(Requirement): Copy every one of the records below word for word, without changing anything.

(Exercise inputs):

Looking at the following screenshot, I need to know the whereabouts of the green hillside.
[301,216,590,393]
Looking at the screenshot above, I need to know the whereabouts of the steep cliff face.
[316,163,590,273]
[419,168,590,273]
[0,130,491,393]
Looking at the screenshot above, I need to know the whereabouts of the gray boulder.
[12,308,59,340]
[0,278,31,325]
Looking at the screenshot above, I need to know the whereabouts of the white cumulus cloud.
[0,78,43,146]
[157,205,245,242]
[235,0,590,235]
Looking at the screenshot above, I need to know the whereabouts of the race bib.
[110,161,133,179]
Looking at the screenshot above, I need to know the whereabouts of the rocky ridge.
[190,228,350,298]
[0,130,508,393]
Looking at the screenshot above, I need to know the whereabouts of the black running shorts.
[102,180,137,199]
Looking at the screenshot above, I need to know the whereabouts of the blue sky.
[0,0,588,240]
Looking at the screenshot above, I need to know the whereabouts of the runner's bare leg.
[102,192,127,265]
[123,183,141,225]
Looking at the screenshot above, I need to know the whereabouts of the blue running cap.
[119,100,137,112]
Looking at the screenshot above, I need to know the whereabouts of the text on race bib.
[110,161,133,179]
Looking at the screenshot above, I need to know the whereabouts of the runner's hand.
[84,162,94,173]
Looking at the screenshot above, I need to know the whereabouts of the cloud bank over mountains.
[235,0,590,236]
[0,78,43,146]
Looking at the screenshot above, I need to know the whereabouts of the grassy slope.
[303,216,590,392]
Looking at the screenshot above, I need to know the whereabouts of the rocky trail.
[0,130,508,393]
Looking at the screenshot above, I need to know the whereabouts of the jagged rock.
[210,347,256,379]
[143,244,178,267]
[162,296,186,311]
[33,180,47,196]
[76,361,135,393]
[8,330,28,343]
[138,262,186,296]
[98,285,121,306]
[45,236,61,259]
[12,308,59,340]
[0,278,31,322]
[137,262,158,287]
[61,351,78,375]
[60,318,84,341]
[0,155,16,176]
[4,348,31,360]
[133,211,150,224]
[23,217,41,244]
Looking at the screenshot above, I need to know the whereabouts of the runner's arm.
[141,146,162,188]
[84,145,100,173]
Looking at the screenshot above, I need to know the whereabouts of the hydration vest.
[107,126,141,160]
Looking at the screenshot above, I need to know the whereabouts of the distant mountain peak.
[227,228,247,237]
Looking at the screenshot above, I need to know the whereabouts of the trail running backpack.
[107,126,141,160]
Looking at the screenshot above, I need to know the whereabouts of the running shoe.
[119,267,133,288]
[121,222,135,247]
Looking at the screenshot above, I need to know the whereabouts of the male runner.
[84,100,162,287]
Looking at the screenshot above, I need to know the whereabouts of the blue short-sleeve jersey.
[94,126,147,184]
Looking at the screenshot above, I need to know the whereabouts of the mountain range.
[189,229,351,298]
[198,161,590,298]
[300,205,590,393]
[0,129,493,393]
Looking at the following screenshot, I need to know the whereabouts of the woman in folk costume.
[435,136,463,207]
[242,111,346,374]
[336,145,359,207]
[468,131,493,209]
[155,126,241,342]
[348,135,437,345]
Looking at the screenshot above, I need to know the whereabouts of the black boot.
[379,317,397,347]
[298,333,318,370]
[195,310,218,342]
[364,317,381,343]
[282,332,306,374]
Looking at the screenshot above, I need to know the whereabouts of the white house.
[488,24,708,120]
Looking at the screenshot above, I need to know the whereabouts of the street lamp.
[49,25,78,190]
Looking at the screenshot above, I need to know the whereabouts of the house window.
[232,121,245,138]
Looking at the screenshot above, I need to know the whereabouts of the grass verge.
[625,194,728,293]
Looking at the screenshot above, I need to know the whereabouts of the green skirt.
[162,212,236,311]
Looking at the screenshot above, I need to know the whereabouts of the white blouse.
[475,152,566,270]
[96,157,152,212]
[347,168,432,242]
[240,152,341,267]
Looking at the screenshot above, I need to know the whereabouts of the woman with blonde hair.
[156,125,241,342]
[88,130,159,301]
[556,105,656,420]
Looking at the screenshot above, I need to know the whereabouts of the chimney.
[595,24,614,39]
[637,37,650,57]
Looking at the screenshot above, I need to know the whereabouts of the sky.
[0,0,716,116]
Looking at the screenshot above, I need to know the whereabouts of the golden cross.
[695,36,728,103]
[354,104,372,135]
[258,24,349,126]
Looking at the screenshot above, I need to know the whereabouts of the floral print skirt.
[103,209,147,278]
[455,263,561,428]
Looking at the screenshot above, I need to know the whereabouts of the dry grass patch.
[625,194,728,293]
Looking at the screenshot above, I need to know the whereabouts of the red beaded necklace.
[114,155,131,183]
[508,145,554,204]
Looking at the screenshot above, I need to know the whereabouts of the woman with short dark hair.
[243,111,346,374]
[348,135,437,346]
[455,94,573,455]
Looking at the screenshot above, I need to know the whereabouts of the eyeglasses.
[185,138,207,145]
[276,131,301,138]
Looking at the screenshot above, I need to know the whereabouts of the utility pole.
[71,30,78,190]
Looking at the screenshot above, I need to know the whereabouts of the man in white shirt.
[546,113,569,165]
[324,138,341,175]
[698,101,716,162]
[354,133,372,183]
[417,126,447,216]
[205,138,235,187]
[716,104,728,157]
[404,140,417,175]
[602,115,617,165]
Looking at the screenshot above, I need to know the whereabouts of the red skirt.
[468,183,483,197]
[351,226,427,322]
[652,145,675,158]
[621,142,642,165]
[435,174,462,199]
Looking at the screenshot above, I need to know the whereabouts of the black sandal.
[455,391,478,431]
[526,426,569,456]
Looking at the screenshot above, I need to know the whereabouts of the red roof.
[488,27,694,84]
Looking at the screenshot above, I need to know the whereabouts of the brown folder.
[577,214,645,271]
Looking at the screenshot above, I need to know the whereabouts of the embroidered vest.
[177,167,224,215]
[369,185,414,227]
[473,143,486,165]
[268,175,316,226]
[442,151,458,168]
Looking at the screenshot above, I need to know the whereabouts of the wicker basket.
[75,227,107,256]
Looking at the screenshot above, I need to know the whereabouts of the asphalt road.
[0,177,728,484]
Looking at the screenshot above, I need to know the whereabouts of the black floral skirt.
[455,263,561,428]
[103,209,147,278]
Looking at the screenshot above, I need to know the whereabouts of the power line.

(Result):
Looking at the following screenshot, I need to know the whereabouts of the green hillside.
[301,216,590,393]
Looking at the screenshot above, I need to know the whereabouts of the steep cliff face.
[316,163,590,273]
[419,168,590,273]
[0,130,491,393]
Looking at the screenshot above, I need to know the whereabouts of the gray boulder.
[12,308,59,340]
[0,278,31,325]
Looking at the screenshot above, I need to know the whereabouts of the white cumulus cloud.
[0,78,43,146]
[157,205,245,242]
[235,0,590,235]
Looking at the screenshot above, I need to know the whereabouts of the race bib.
[110,161,133,179]
Looking at the screenshot above, I need to know the whereabouts of the rocky ridge.
[190,228,350,298]
[0,130,508,393]
Looking at the screenshot above, I need to know the whereabouts of the black running shorts.
[102,180,137,199]
Looking at the screenshot above, I need to know the whereabouts of the blue sky.
[0,0,588,240]
Looking at the screenshot above, I need to know the whereabouts of the runner's bare leg.
[102,192,127,265]
[123,183,141,225]
Looking at the screenshot above, I need to know the whereabouts of the blue running cap.
[119,100,137,112]
Looking at the screenshot above, I need to know the whereabouts of the text on race bib.
[110,161,133,179]
Looking at the screenshot above, I need to know the whereabouts of the runner's hand.
[84,162,94,173]
Looking at the screenshot above, I need to know the whereabouts of the cloud bank over mountains.
[235,0,590,236]
[0,78,43,146]
Looking at the screenshot above, I need to know the whereabouts of the grassy slope.
[303,216,590,392]
Looking at the screenshot above, I need to know the whereabouts of the rocky trail.
[0,130,508,393]
Looking at the screenshot above, I need to know the whereabouts of the jagged rock.
[210,347,256,379]
[143,244,178,267]
[162,296,186,311]
[33,180,47,196]
[76,361,135,393]
[8,330,28,343]
[138,262,186,296]
[98,285,121,306]
[45,236,61,259]
[12,308,59,340]
[0,278,31,322]
[137,262,158,287]
[61,351,78,375]
[60,318,84,341]
[0,155,16,176]
[4,348,31,360]
[133,211,150,224]
[23,217,41,244]
Looking at the screenshot above, I need to know the whereabouts of the runner's arm.
[141,146,162,188]
[84,145,100,173]
Looking at the screenshot above, I need to know the whereabouts of the hydration vest.
[107,126,141,160]
Looking at the screenshot above, I need to know the whereabouts of the distant mountain peak.
[227,228,247,237]
Looking at the screenshot above, I need to know the whereabouts of the trail running backpack.
[107,126,141,160]
Looking at the screenshot above, I need to know the whereabouts of the running shoe.
[119,267,133,288]
[121,222,135,247]
Looking at the screenshot above, I need to know the whereabouts of the male runner.
[84,100,162,287]
Looking at the screenshot above, I need to know the whereabouts of the blue short-sleeve jersey.
[94,126,147,184]
Looking at the screenshot above, I need to know the whereabouts of the mountain range.
[189,229,351,298]
[198,161,590,298]
[300,205,590,393]
[0,129,493,393]
Looking at the following screenshot, I need to know the whereabouts of the woman in folk costume.
[435,136,463,207]
[242,111,346,374]
[336,145,359,207]
[468,131,493,209]
[155,126,241,342]
[348,135,437,345]
Looking at the screenshot above, I need to know the whereabouts of the black boot.
[379,317,397,347]
[298,333,318,370]
[195,310,218,342]
[364,317,381,343]
[282,332,306,374]
Looking at the screenshot above, I need to know the whereabouts of the white house.
[488,24,708,120]
Looking at the screenshot above, I need to know the whereabouts of the street lamp.
[49,25,78,190]
Looking at the screenshot above, I need to know the whereabouts of the house window.
[232,121,245,138]
Looking at the screenshot above, I need to know the whereabouts of the grass verge.
[625,194,728,293]
Looking at the screenshot above, I need to know the whereabouts of the green skirt.
[162,212,236,311]
Looking at the screenshot above, I need to know the whereabouts of the white blouse.
[475,152,566,270]
[96,157,152,212]
[347,168,432,242]
[240,152,341,267]
Looking at the screenshot above, I need to know the whereabouts of the woman with blonde hair.
[156,125,241,342]
[88,130,159,301]
[556,105,656,420]
Looking at the screenshot above, I need to know the whereabouts of the chimney.
[595,24,614,39]
[637,37,650,57]
Looking at the screenshot above, I need to know the whereabouts of the sky.
[0,0,716,116]
Looking at the screenshot above, I need to know the whereabouts of the golden cross.
[695,36,728,103]
[354,104,372,135]
[258,24,349,126]
Looking at the screenshot above, I need to know the whereabouts of the floral print skirt.
[103,209,147,278]
[455,263,561,428]
Looking at the screenshot above, I need to know the whereabouts of the dry grass patch.
[625,194,728,293]
Looking at the screenshot above, I need to know the whereabouts of the red beaded necklace.
[114,155,131,183]
[508,145,554,204]
Looking at the screenshot above, I need to know the whereabouts of the woman with short dark hair.
[243,111,346,374]
[348,135,437,346]
[455,94,573,455]
Looking at the screenshot above, I need to know the whereabouts of the eyeglasses.
[185,138,207,145]
[276,131,301,138]
Looking at the screenshot above, I need to know the whereabouts of the utility pole.
[71,30,78,190]
Looking at the screenshot above, I need to know the whereabouts of the man in white shirt.
[546,113,569,165]
[324,138,341,175]
[698,101,716,162]
[354,133,372,183]
[417,126,447,216]
[205,138,235,187]
[716,104,728,157]
[404,140,417,175]
[602,115,617,165]
Looking at the screenshot above, I need to know the whereabouts of the red skirt.
[468,183,483,197]
[351,226,427,322]
[652,145,675,158]
[621,142,642,165]
[435,174,462,199]
Looking at the screenshot above, I need to know the whereabouts of the black sandal.
[455,391,478,431]
[526,426,569,456]
Looking at the screenshot above, I need to know the whereabouts of the red roof.
[488,27,694,84]
Looking at the screenshot above, I need to know the whereabouts of the brown folder.
[577,214,645,271]
Looking at the screenshot above, I need to know the whereabouts of the embroidered vest.
[177,167,224,215]
[369,185,414,227]
[473,143,486,165]
[268,175,316,226]
[442,151,458,168]
Looking at the screenshot above, I need to know the whereabouts of the wicker basket.
[75,227,107,256]
Looking at the screenshot above, I need to know the whereabouts of the asphalt road.
[0,177,728,484]
Looking at the screenshot above, I need to know the whereabouts of the black floral skirt.
[455,263,561,428]
[103,209,147,278]
Looking at the screenshot above, I need to know the whereabouts of the power line.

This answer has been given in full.